_TASK TO CARRY OUT_: Output the material below verbatim, keeping every line unchanged and in its original order.

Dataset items
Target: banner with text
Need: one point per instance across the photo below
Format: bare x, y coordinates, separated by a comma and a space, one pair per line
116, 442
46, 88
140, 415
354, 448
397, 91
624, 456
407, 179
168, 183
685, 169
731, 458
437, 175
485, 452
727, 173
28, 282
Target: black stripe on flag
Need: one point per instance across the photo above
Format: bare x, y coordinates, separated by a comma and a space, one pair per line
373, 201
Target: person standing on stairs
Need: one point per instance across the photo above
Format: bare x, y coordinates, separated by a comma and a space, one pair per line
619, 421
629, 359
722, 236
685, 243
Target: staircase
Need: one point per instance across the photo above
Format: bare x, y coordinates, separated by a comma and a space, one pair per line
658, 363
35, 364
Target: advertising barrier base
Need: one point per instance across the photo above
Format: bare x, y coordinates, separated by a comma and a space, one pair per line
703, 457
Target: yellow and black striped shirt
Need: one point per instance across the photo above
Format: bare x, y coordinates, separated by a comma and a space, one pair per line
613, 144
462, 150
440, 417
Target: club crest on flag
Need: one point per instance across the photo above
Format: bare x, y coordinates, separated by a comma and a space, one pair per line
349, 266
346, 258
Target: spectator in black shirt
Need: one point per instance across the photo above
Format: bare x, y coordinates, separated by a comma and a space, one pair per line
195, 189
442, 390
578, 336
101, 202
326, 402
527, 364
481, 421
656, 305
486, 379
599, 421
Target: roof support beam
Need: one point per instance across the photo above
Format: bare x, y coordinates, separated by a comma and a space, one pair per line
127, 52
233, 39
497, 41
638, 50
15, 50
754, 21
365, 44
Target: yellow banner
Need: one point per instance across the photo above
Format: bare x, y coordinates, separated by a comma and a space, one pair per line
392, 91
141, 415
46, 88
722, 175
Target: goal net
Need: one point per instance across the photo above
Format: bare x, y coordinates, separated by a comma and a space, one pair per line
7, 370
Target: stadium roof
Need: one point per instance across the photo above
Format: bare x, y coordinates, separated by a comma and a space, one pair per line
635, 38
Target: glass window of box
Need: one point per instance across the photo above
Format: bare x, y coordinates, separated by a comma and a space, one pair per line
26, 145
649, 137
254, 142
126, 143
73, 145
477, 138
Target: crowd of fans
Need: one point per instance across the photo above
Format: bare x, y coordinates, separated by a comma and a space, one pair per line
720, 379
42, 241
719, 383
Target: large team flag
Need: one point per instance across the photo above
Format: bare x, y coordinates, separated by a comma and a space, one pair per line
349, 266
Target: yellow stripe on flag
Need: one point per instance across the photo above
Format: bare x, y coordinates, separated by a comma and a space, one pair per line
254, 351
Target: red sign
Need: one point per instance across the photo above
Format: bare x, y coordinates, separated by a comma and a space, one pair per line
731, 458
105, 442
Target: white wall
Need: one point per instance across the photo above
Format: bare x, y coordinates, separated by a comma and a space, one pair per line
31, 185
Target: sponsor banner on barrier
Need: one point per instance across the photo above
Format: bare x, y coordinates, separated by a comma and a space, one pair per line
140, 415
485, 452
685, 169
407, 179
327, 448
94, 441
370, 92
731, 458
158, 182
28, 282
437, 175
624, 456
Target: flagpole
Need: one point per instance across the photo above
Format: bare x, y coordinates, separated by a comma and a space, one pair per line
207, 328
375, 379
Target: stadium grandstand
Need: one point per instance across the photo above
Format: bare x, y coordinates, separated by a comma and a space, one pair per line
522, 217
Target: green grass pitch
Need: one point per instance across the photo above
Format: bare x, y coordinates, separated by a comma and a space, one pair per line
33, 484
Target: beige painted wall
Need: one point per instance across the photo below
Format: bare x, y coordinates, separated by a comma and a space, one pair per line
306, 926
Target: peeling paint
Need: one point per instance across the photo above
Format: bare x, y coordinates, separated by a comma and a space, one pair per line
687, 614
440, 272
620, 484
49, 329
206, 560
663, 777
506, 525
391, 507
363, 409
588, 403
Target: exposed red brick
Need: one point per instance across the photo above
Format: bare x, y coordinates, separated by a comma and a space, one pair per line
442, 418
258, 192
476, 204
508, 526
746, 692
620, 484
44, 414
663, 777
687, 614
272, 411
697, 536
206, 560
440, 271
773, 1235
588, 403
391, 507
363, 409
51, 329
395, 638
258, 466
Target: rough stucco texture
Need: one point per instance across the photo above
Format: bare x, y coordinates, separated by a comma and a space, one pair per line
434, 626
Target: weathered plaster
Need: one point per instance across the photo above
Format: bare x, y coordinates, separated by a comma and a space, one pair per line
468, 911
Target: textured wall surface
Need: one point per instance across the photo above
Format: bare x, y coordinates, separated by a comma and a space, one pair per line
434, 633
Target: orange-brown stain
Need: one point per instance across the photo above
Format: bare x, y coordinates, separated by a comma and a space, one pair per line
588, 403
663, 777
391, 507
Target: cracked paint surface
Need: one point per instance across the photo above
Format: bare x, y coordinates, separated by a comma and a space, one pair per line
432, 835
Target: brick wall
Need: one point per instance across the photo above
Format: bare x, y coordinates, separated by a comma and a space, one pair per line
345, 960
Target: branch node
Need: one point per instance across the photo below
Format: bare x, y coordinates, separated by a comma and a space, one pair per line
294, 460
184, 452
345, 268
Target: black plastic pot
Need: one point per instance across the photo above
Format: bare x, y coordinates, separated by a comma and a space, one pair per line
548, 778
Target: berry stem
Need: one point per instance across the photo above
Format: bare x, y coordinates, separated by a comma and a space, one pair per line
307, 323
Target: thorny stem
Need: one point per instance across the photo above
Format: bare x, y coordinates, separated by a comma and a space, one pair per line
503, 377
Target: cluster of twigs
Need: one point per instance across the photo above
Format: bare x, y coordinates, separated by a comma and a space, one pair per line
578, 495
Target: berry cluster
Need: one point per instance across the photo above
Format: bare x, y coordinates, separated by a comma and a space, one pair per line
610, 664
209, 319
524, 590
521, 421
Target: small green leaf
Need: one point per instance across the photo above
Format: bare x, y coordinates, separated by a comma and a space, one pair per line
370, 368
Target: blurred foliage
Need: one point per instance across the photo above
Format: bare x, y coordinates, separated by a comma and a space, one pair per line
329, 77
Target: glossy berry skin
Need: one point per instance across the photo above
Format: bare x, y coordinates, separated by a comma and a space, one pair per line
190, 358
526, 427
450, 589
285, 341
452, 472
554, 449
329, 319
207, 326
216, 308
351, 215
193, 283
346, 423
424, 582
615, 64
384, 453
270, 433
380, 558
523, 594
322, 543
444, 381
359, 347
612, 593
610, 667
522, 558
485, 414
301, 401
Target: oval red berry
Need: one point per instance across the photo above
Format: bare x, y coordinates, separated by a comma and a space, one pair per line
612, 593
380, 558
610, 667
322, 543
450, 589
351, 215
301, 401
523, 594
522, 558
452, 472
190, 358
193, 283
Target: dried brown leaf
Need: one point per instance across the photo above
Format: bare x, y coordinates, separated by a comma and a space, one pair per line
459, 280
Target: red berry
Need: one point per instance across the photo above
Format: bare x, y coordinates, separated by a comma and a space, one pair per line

_FULL RESPONSE_:
Target: banner with text
Need: one point per instance across the photo below
Format: bare x, y coordinates, separated by a comma and a space, one pair per line
116, 442
46, 88
140, 415
354, 448
397, 91
624, 456
407, 179
168, 183
685, 169
731, 458
437, 175
485, 452
727, 173
28, 282
Target: black stripe on flag
Need: one point per instance across the photo above
Format: bare x, y coordinates, separated by a comma and a space, one pair per line
373, 201
Target: person standing on stairs
Need: one point per instance across the photo above
Format: bare x, y coordinates, separated by a comma and a space, one pair per line
619, 421
629, 359
722, 236
685, 243
Target: staircase
Need: one point per instance across the photo above
Format: bare x, y coordinates, separated by a comma and a space, one pair per line
658, 363
35, 364
Target: advertising barrier base
Need: one point per instance across the photo above
Format: bare x, y coordinates, separated by a comma and a space, one pair per line
703, 457
Target: yellow and black striped shirt
Need: one point per instance across the photo above
Format: bare x, y coordinates, separated by a comma and a space, one pair per line
613, 144
462, 150
440, 417
Target: club crest on flag
Need: one point per instance across the photo above
Format: bare x, y coordinates, separated by a comma and a space, one pair per line
349, 266
346, 258
Target: spectator in black shirt
Need: one point per instance across the photo above
Format: bare x, y coordinates, separated by a comma and a space, one pair per line
195, 189
442, 390
578, 336
101, 202
326, 402
527, 364
481, 421
656, 305
486, 379
599, 421
Target: roof support beam
Need: one point per instance across the photo above
Format: bare x, y coordinates, separated by a comma and a space, one pair per line
127, 52
233, 39
497, 41
638, 50
15, 50
754, 21
365, 44
Target: yellow banner
Need: one point per instance across the photo above
Format: bare x, y coordinates, separated by a comma and a space, one pair per line
392, 91
141, 415
46, 88
722, 175
Target: goal net
Need: one point per instance across the photo above
Format: bare x, y coordinates, separated by a comma and a space, one pair per line
7, 370
Target: stadium roof
Need: one point per instance across the photo above
Format: bare x, y coordinates, separated by a comma and a space, one pair per line
635, 38
Target: glass window of box
Need: one point per instance across the photo above
Format: bare x, y coordinates, separated by a comma and a space, one pair per line
26, 145
649, 137
254, 142
126, 143
73, 145
477, 138
Target: crowd of fans
Need: one point per instance across the photo above
Format: bare x, y coordinates, separated by a comma and a space, one pair per line
720, 379
42, 241
719, 383
Target: large team flag
Need: one point per instance across the photo above
Format: bare x, y coordinates, separated by a comma and a space, one pair per line
349, 266
Target: yellow stripe on flag
Need: one point per instance across the photo above
Format: bare x, y coordinates, separated by a comma and a space, one pair per line
254, 351
Target: red sign
Need: one point per instance across the photo above
Format: bare x, y coordinates, separated by a comma and a space, one pair per line
731, 458
105, 442
Target: white wall
Need: one point per instance across the photo above
Format: bare x, y coordinates, separated by a comma and a space, one pair per line
31, 185
Target: sponsor banner on barrier
Need: one point per instance across the photo above
Format: bare x, y coordinates, separated by a comma and a space, one pair per line
140, 415
485, 452
685, 169
407, 179
327, 448
94, 441
370, 92
731, 458
158, 182
28, 282
437, 175
624, 456
Target: flagpole
Need: one point per instance across the photo above
Format: bare x, y coordinates, separated by a comma and a space, one pair per line
207, 328
375, 379
Target: stadium grandstand
Need: one point per instance across the photo above
Format: bare x, y coordinates, separated by a comma and a space, one pair per line
522, 217
Target: green grass pitch
Need: one point per instance across the photo above
Format: bare x, y coordinates, separated by a comma and a space, one pair per line
33, 484
Target: beige painted wall
Need: one point per instance across the photo below
Format: bare x, y coordinates, separated by a comma and a space, one pair per line
306, 926
Target: peeling paint
Need: one point per instance across the photo above
Format: bare x, y coordinates, separated by a comma and a space, one pair per line
687, 614
440, 272
620, 484
49, 329
206, 560
663, 777
506, 525
391, 507
363, 409
588, 403
Target: exposed red brick
Need: one point per instance across the photo above
Format: bare x, y coordinates, separated by a comma and a space, one pair per line
442, 418
258, 192
476, 204
508, 526
746, 692
620, 484
44, 414
663, 777
687, 614
272, 411
697, 536
206, 560
440, 271
773, 1235
588, 403
391, 507
363, 409
51, 329
395, 638
258, 466
Target: rough stucco texture
Need: one point per instance across the photo above
Format: bare x, y coordinates, separated by a comma and a space, one pair per line
434, 626
Target: weathered plaster
Need: one point per instance across the photo above
Format: bare x, y coordinates, separated by a comma and a space, one pair per line
468, 911
Target: textured wall surface
Need: one point per instance across the photo above
Format: bare x, y coordinates, separated by a comma and a space, one pair per line
434, 633
Target: orange-brown stain
Need: one point per instance across the photo above
Format: bare x, y coordinates, separated by a comma and a space, one pair per line
588, 403
663, 777
391, 507
Target: cracked paint surface
Need: one point per instance across the photo above
Format: bare x, y coordinates, separated by a comma and a space, one pair per line
432, 835
Target: brick wall
Need: one point per instance across the photo above
Format: bare x, y coordinates, separated by a comma and a space, one pair per line
345, 960
Target: branch node
Need: one point per instance across the photo below
Format: bare x, y coordinates, separated by a comma and a space, one pair per line
294, 460
184, 452
345, 268
Target: black plastic pot
Need: one point per instance across the photo above
Format: bare x, y coordinates, separated by a comma and a space, one pair per line
548, 778
Target: berry stem
Need: one point per instance across the photo above
Format: bare x, y coordinates, separated by a comma and a space, one pair per line
307, 323
Target: thorny stem
Need: one point per instance across the photo above
Format: bare x, y coordinates, separated by a comma and a space, one pair per line
503, 377
Target: cluster of twigs
Need: one point per instance across the photo above
Format: bare x, y coordinates, separated by a comma and a space, one pair per line
578, 495
Target: berry cluster
Need: one point per instance across the photo above
Format: bare x, y coordinates, separated by a comma and a space, one pair per line
610, 664
209, 319
524, 590
521, 421
Target: small green leaf
Need: one point per instance across the photo above
Format: bare x, y coordinates, separated by a comma and a space, one pair per line
370, 368
Target: blurred foliage
Need: one point per instance across the photo above
Format: bare x, y coordinates, separated by a comma and a space, one pair per line
329, 77
Target: glossy berry skin
Need: one point per instance across the photo above
Format: bare x, y coordinates, separated by a comma and a space, one pair per line
190, 358
526, 427
450, 589
285, 341
452, 472
554, 449
329, 319
207, 326
216, 308
351, 215
193, 283
346, 423
424, 582
615, 64
384, 453
270, 433
380, 558
523, 594
322, 543
444, 381
359, 347
612, 593
610, 667
522, 558
485, 414
301, 401
Target: oval red berry
Need: one point per instance across the photo above
Format: bare x, y coordinates, separated by a comma and a space, one pair per line
612, 593
380, 558
610, 667
322, 543
450, 589
351, 215
301, 401
523, 594
522, 558
452, 472
190, 358
193, 283
Target: dried brown leaf
Need: one point per instance across the photo above
Format: bare x, y coordinates, separated by a comma and a space, one pair per line
459, 280
Target: red berry
Need: one point per instance across the photo above
Format: bare x, y coordinates, separated by a comma and a space, one pair per line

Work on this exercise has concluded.